Exercise: Find each line in the records below that contains the string "comma", and copy those lines out in full.

** Start Information shown **

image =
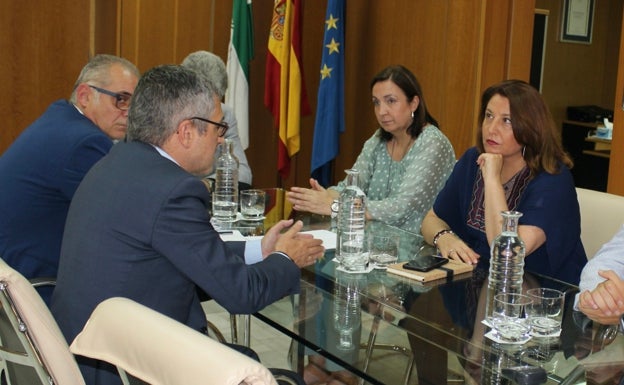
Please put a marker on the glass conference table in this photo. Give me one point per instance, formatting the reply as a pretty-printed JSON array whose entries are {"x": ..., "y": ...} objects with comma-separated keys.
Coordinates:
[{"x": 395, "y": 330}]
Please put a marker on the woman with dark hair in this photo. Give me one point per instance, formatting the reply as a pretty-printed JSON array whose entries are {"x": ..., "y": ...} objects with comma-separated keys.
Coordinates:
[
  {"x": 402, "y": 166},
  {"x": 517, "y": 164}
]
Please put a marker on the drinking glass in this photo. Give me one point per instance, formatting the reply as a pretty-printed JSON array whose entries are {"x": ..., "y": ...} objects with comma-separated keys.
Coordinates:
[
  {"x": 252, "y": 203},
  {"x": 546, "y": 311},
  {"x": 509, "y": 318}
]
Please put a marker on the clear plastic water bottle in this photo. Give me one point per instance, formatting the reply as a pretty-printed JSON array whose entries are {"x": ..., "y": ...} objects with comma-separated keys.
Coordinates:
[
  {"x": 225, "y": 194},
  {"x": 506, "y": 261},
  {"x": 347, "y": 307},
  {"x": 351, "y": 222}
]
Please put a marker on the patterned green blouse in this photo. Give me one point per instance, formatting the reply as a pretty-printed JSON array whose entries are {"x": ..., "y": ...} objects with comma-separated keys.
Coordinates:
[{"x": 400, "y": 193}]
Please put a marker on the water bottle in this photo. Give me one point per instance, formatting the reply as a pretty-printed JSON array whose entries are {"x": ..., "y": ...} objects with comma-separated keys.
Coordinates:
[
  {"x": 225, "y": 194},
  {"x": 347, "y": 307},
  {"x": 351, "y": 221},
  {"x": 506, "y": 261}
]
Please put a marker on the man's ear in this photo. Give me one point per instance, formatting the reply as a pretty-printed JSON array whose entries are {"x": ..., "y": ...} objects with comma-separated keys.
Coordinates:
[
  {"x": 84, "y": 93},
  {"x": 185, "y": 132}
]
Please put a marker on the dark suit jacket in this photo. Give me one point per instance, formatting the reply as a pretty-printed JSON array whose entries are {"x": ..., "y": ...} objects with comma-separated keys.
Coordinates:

** End Information shown **
** Start Information shown **

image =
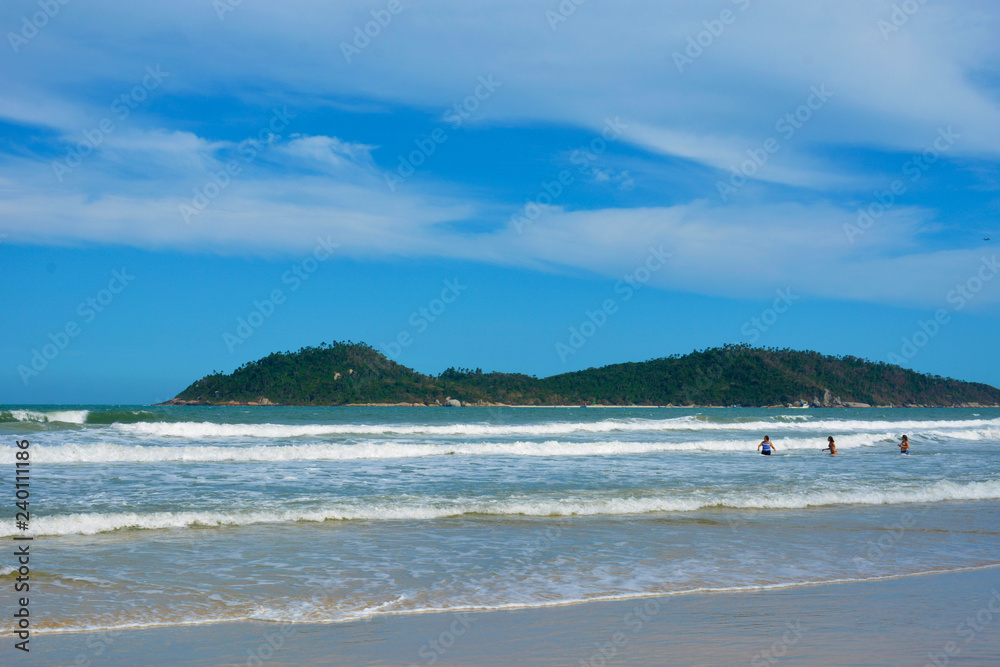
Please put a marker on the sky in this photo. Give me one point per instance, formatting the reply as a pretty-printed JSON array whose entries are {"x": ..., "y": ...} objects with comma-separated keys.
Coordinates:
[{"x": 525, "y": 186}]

** End Information shown **

Reply:
Please put a marker on the glass conference table in this photo. Give me one point per instance, formatting the reply as a pretty-printed JSON array whose entries are {"x": ..., "y": ...} objects with comma-separated keys.
Please put a marker on the woman with dark hair in this photo. Give me one point per instance, formatting the reply as a pretty-printed JSON array whose entries are {"x": ..., "y": ...} objects with comma-separated keys.
Please put a marker on the drinking glass in this photo. Give me one point per instance, formatting the reply as a pretty-printed JSON array whose entries are {"x": ..., "y": ...} objects with comma-separated keys.
Please put a marker on the clear plastic water bottle in this photo. Give me one point per instance, formatting the reply as a pretty-printed JSON array whose entries are {"x": ..., "y": ...} objects with comma-separated keys.
Please put a marker on the patterned green blouse in this photo. Give me one point per instance, formatting the reply as a pretty-printed JSON array whose entries are {"x": ..., "y": ...} objects with comma-separated keys.
Please put a marker on the water bottle in this photo. Give me one point per instance, formatting the reply as a pretty-printed JSON array whose entries are {"x": ..., "y": ...} objects with comma-separated keys.
Please put a marker on the man's ear in this photo. Give me one point per instance, formatting the reply as a pretty-printed JSON array whose entries are {"x": ..., "y": ...} objects with comma-separated keys.
Please put a marker on the dark suit jacket in this photo. Give me one point per instance, formatting the reply as a pretty-printed JSON array whose entries are {"x": ..., "y": ...} objects with comma-separated keys.
Please put a marker on the sky in this photo. Give me one point per instance, formatting the reply as a pretty-printed JSON array whose entries are {"x": ..., "y": ...} objects with comma-separated keys.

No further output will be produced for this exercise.